Berlin. Die deutschen Handballer starten in die Oympia-Qualifikation. Bei der WM haben Wiencek und Pekeler gefehlt. Nun sie die Hoffnungsträger.

Es war Ende Dezember, als Patrick Wiencek und Hendrik Pekeler sich gegen die Weltbesten behaupteten. Sie standen da, die Blicke auf die gegnerische Offensive gerichtet, die auf sie zugerannt kam. Es waren Momente, in denen die Handballspieler Wiencek und Pekeler in ihrem Element sind: im Zentrum des Geschehens, wenn die Gegner sich vor dem deutschen Tor aufbauen. Mittendrin, wenn gezerrt, geklammert und geschubst wird. Wiencek und Pekeler sind die so hohe wie breite menschliche Mauer, die sich zentral vor dem Tor auftürmt. Sie sind wie Wellenbrecher in einem Sturm. Wiencek, der 110 Kilo schwere und 2,01 Meter große Koloss, wirbelt dann seine Gegenspieler umher, in der etwas offensiveren Deckungsvariante fängt 2,03-Meter-Mann Pekeler mit seinen langen Armen Pässe ab.

■ Arbeitsaufträge:
1. Beantworte drei Fragen zum Textauszug über die Handballer Wiencek und Pekeler.
(a) Bei welchem Turnier haben Wiencek und Pekeler gefehlt?
(b) Wie schwer ist Wiencek?
(c) Womit fängt Pekeler in der offensiveren Deckungsvariante Pässe ab?
2. Fasse den Textauszug über die Handballer Wiencek und Pekeler in zwei Sätzen zusammen.
3. Schreibe den Textauszug über die Handballer Wiencek und Pekeler weiter und beginne nach seinem letzten Satz.

■ Datenzeilen:

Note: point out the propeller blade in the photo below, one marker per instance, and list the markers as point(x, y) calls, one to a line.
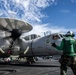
point(9, 22)
point(3, 28)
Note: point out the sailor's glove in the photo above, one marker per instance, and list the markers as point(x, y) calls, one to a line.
point(53, 44)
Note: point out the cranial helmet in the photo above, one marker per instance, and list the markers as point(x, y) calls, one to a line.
point(70, 33)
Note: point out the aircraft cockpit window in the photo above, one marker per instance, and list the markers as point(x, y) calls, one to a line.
point(55, 37)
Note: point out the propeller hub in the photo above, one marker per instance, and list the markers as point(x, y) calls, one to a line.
point(15, 33)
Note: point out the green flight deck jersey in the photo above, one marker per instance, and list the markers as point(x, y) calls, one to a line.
point(68, 45)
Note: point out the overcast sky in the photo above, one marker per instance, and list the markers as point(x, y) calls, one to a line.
point(44, 15)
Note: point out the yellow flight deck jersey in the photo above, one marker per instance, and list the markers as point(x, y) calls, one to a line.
point(68, 45)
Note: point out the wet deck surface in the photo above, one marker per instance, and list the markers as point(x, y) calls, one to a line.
point(42, 67)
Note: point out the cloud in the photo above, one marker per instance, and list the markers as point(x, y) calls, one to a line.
point(28, 10)
point(46, 29)
point(74, 1)
point(64, 11)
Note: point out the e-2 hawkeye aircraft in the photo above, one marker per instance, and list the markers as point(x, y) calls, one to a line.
point(13, 43)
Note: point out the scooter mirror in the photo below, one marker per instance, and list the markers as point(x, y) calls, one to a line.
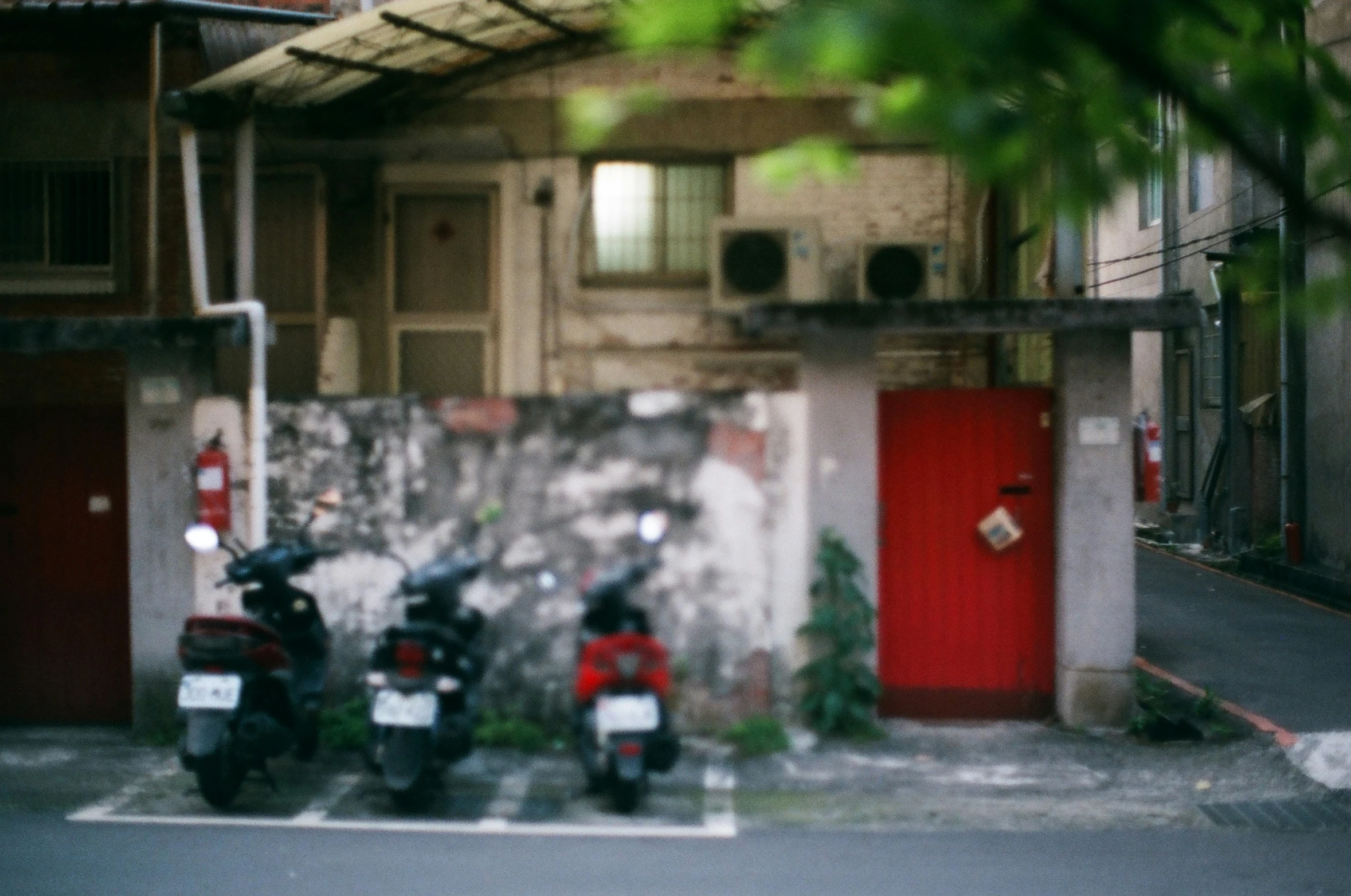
point(328, 499)
point(653, 525)
point(202, 538)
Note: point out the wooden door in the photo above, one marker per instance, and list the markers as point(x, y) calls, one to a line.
point(964, 630)
point(65, 634)
point(441, 296)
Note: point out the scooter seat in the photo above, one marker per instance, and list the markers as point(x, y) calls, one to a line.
point(232, 626)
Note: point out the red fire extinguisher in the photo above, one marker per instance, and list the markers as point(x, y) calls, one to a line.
point(1149, 461)
point(214, 486)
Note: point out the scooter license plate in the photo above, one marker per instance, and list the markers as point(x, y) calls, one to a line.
point(625, 714)
point(210, 692)
point(404, 710)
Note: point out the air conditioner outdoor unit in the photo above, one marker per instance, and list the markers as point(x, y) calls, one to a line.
point(765, 260)
point(899, 271)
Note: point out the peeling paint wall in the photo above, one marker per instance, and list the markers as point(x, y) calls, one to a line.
point(572, 474)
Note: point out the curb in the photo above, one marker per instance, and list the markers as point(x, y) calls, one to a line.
point(1254, 583)
point(1284, 740)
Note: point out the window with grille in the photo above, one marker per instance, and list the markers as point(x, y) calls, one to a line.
point(1211, 358)
point(1152, 188)
point(56, 226)
point(650, 221)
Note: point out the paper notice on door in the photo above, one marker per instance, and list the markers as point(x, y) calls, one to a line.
point(1000, 529)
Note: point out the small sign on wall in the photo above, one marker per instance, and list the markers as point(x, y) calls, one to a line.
point(1100, 430)
point(160, 391)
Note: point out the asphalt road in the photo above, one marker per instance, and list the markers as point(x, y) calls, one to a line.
point(1277, 656)
point(44, 855)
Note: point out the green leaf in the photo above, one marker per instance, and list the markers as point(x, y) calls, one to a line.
point(661, 24)
point(824, 160)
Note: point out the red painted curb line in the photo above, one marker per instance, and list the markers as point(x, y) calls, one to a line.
point(1284, 738)
point(1246, 581)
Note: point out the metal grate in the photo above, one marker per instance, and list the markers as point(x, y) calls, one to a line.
point(1281, 815)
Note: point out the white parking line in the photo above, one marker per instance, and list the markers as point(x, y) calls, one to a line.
point(719, 808)
point(719, 815)
point(104, 808)
point(413, 826)
point(511, 794)
point(318, 810)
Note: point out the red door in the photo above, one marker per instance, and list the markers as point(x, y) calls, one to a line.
point(65, 640)
point(964, 630)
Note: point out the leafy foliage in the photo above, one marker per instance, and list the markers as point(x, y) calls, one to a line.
point(839, 688)
point(1019, 88)
point(1166, 714)
point(510, 731)
point(757, 735)
point(345, 727)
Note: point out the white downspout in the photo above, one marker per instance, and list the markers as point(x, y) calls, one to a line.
point(252, 308)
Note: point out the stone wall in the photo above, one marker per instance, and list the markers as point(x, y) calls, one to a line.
point(570, 474)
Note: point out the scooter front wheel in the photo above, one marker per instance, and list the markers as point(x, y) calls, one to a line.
point(307, 737)
point(220, 775)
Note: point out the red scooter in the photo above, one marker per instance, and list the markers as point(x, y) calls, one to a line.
point(623, 675)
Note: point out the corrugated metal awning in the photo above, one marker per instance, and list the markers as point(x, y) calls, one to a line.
point(406, 41)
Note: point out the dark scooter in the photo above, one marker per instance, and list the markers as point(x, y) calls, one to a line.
point(425, 682)
point(622, 723)
point(253, 686)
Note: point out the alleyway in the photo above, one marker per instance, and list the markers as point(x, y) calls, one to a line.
point(1280, 657)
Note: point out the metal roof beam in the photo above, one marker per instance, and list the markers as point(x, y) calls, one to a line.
point(451, 37)
point(356, 65)
point(534, 15)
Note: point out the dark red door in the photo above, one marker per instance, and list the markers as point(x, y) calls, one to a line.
point(65, 640)
point(964, 630)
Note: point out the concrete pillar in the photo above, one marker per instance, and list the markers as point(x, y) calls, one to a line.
point(161, 388)
point(839, 379)
point(1095, 538)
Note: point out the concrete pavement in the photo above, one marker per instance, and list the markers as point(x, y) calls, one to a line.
point(46, 856)
point(1280, 657)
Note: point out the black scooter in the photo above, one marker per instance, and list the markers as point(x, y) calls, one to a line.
point(253, 686)
point(425, 682)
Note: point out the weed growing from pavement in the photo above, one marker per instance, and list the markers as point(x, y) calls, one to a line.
point(345, 727)
point(1168, 714)
point(510, 731)
point(841, 691)
point(757, 735)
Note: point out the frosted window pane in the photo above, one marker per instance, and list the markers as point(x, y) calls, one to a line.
point(694, 198)
point(625, 217)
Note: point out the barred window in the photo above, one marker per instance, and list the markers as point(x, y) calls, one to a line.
point(56, 217)
point(652, 221)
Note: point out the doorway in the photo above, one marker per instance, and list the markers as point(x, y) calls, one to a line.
point(965, 630)
point(442, 334)
point(65, 628)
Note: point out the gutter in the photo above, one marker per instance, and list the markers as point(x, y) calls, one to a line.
point(249, 308)
point(160, 10)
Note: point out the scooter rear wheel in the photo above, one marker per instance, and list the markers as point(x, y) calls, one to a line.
point(220, 775)
point(417, 796)
point(625, 794)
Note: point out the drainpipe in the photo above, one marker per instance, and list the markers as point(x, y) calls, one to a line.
point(1293, 487)
point(250, 308)
point(153, 173)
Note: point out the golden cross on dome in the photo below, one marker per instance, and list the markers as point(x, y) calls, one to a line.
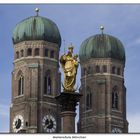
point(102, 29)
point(37, 11)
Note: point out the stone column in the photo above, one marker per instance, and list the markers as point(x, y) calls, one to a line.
point(68, 102)
point(68, 122)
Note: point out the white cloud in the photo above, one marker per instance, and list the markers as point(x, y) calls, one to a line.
point(134, 122)
point(134, 43)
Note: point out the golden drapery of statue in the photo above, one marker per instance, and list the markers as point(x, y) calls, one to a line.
point(69, 65)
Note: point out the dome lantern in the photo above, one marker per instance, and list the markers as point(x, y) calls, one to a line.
point(102, 46)
point(36, 28)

■ Endergebnisse:
1.
(a) Sie haben bei der WM gefehlt.
(b) Wiencek wiegt 110 Kilo.
(c) Pekeler fängt die Pässe mit seinen langen Armen ab.

2. Die deutschen Handballer starten in die Olympia-Qualifikation, nachdem Wiencek und Pekeler bei der WM gefehlt haben. Die beiden bilden im Zentrum vor dem deutschen Tor eine hohe und breite menschliche Mauer, wobei Wiencek seine Gegenspieler umherwirbelt und Pekeler mit seinen langen Armen Pässe abfängt.

3.
Ende Dezember also war es, als das Duo mit dem THW Kiel das Finale der Champions League gegen den FC Barcelona gewann. Wenige Tage später startete die deutsche Nationalmannschaft zur WM in Ägypten. Zum Treffen mit den Weltbesten. Der 31-jährige Wiencek und der 29-jährige Pekeler waren nicht dabei.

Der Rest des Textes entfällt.